(Data items)
++++
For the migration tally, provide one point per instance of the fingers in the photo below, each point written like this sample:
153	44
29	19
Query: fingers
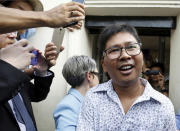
50	47
77	26
61	48
29	48
22	42
76	5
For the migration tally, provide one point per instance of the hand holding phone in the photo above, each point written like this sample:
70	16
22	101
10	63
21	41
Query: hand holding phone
58	36
74	23
34	61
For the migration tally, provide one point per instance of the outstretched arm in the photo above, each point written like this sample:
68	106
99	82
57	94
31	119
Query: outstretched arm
59	16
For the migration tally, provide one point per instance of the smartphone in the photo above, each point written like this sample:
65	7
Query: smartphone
34	61
58	36
74	23
151	72
80	1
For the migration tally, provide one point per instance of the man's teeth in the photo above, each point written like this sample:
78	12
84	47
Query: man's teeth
126	67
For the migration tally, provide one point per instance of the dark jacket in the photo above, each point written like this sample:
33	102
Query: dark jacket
13	81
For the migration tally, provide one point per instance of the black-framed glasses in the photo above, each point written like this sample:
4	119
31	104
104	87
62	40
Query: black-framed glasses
132	49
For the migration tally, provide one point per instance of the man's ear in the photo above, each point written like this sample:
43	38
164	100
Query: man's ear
103	65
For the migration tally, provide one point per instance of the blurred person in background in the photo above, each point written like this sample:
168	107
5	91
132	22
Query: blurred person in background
20	90
81	73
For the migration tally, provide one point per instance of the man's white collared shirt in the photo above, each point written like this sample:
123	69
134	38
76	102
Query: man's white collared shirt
102	111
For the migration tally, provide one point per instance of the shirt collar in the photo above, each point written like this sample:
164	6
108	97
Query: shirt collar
76	94
148	94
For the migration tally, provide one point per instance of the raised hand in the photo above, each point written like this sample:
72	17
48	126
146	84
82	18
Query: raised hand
51	54
64	14
17	54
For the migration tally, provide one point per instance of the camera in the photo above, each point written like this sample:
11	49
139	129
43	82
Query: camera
34	61
151	72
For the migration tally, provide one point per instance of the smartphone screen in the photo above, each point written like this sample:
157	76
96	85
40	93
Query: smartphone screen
58	36
80	1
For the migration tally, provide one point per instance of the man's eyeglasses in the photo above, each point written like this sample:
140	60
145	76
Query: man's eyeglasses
115	52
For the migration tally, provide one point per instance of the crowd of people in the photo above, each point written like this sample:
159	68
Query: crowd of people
126	102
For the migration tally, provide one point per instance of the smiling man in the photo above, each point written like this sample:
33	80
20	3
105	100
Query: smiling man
126	102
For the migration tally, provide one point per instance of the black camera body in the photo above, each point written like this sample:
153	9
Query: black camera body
151	72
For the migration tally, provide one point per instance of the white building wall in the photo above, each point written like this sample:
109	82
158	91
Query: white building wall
174	85
75	43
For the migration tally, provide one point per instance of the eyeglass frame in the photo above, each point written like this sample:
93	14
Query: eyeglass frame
105	51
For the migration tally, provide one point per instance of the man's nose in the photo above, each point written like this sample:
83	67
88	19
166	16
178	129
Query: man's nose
12	35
++++
> **Work task**:
A word-for-word transcription of the entries above, free of images, is what is wanted.

> **Exercise response**:
For the migration tally, provide one point per instance of the fingers in the photo below, each point written like this sample:
153	44
29	19
Query: fingers
50	47
77	26
61	48
29	48
22	42
76	5
For the migration tally, provide one point per instance of the hand holding phone in the photo above, each point written like this sample:
70	16
22	101
10	63
21	41
Query: hand holding phone
58	36
74	23
34	61
For the migration tally, provide one point per instance of the outstretched arm in the photo above, each point written like this sample:
68	106
99	82
57	94
31	119
Query: outstretched arm
59	16
For the migration tally, provide one point per instance of the smartphone in the photo above, each point written like this sample:
65	7
Query: smartphone
34	61
58	36
74	23
151	72
80	1
For the migration tally, provide one point per instance of the man's teeth in the photo above, each point written like this sample:
78	12
84	47
Query: man's teeth
126	67
For the migration tally, provide one point per instance of the dark jacket in the photo above, each point written like this sample:
33	102
Query: dark jacket
13	81
For the migration tally, provide one point per instance of the black-framed glasses in the photo above, each point written like this sample:
4	119
31	104
104	87
62	40
Query: black-framed glasses
132	49
For the migration tally, provide one point per instance of the man's ear in the photo above, each point written like this sample:
43	38
164	100
Query: man's ear
103	65
For the migration tally, provide one point per instance of the blurred person in background in the photo above, each point written like this sample:
168	107
5	91
132	22
Query: blurred person in background
20	90
81	73
For the migration tally, provide one point per instance of the man's white collared shirt in the photo above, each point written like this sample:
123	69
134	38
76	102
Query: man's white collared shirt
102	111
For the migration tally, provide one point per instance of the shirt collar in the photo above, each point written like this sample:
164	6
108	97
Query: shirt collar
76	94
148	94
For the migration tally, provide one point per instance of the raised hand in the photo above, each point written like this sample:
72	17
48	126
146	84
82	18
Query: raised hand
51	54
64	14
17	54
For the migration tally, provide one point per instance of the camera in the photo above, each point written like this sample:
11	49
139	129
43	82
Query: camera
34	61
151	72
For the migration tally, provide one point per instance of the smartphone screen in the photo above, each point written like this sample:
157	76
96	85
40	93
Query: smartphone screen
58	36
80	1
For the migration tally, provide one point per instance of the man's eyeglasses in the photo above, each point written like this sample:
140	60
145	76
Query: man's eyeglasses
115	52
For the migration tally, provide one point per instance of the crowd of people in the photo above, each point written like this sample:
159	68
Query: crowd of people
126	102
For the migration tally, provide one point per instance of the smiling man in the photo above, each point written like this sample:
33	80
20	3
105	100
Query: smiling man
126	102
For the migration tally, provide one point per instance of the black camera body in the photo above, each point written like this sample:
153	9
Query: black camera body
151	72
For the migration tally, provide one point per instance of the white building wall in the photo above, each point written like this sample:
109	82
158	91
Query: white building wall
174	85
75	43
For the migration tally, provide one point per instance of the eyeglass frame in the photo above, each point written like this sample:
93	14
Query: eyeglass frame
105	51
For the migration tally, provide one point per instance of the man's nose in the photo above, each point written like this sample:
83	67
88	19
166	16
178	129
Query: man's nose
12	35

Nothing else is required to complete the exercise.